### MATERIAL PROVIDED

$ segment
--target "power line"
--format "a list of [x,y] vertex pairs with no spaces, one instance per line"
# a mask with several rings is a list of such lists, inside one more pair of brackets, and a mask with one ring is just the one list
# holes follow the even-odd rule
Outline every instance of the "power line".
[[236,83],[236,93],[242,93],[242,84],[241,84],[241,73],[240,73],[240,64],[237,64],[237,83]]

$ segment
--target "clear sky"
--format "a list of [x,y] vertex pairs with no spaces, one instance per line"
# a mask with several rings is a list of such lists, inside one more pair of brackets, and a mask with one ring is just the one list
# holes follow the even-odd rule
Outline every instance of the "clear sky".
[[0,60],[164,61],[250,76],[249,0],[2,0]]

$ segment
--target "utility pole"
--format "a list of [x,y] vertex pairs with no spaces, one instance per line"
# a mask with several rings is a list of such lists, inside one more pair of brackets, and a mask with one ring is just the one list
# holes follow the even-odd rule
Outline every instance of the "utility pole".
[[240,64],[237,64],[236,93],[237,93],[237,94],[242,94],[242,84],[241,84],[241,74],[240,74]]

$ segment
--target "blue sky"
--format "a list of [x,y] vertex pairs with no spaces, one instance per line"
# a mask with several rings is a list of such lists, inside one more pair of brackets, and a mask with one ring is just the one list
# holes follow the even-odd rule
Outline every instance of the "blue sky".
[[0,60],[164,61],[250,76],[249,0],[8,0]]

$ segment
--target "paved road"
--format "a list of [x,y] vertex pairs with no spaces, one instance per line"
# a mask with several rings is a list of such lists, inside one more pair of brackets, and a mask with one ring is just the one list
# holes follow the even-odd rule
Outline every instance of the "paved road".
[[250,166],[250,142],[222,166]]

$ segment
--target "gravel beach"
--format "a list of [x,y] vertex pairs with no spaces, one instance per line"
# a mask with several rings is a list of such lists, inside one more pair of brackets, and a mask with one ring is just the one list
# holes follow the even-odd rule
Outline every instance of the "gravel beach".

==

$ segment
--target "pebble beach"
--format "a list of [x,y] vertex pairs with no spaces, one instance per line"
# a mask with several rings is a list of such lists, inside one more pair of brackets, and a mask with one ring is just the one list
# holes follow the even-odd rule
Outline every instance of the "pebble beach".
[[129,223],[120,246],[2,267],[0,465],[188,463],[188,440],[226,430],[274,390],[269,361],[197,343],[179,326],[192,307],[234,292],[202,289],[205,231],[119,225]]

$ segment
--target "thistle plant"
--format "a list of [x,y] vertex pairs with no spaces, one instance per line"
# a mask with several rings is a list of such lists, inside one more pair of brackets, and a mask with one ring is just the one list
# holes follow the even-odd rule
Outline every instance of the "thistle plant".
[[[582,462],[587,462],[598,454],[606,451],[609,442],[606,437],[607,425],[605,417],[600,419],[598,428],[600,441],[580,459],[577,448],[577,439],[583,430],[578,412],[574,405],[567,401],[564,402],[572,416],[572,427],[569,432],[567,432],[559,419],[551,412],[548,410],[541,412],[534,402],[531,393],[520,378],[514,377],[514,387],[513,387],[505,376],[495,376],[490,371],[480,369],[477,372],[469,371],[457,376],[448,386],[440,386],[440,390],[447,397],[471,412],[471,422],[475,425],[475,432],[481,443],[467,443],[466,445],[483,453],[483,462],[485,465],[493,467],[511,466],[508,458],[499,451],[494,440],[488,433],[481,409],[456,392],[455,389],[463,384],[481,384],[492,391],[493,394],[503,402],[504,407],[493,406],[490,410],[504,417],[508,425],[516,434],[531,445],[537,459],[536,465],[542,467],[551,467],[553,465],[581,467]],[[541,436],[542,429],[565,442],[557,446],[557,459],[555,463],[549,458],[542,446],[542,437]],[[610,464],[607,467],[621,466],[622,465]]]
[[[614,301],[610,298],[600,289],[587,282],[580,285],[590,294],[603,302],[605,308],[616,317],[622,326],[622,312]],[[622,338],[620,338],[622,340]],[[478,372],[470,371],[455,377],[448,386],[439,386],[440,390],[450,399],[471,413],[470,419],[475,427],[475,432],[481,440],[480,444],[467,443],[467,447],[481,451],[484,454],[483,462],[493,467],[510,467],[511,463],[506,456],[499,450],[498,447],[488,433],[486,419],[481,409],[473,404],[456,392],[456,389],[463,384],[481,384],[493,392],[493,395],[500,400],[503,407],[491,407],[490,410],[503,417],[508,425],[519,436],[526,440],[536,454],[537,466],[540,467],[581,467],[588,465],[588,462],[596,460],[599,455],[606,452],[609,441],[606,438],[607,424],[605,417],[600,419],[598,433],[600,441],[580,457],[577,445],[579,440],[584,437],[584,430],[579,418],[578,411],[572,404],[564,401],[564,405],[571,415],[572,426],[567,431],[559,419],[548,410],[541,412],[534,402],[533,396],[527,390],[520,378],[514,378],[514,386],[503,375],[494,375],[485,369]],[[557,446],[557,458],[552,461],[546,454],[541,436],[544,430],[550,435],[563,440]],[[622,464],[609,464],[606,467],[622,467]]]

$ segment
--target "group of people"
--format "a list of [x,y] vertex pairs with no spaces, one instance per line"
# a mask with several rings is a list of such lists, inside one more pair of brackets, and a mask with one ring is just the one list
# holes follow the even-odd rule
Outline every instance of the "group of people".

### GOAL OF THE EXERCISE
Find every line in the material above that contains the string "utility", and copy each of those lines.

### THE RESPONSE
--target "utility pole"
Outline every instance of the "utility pole".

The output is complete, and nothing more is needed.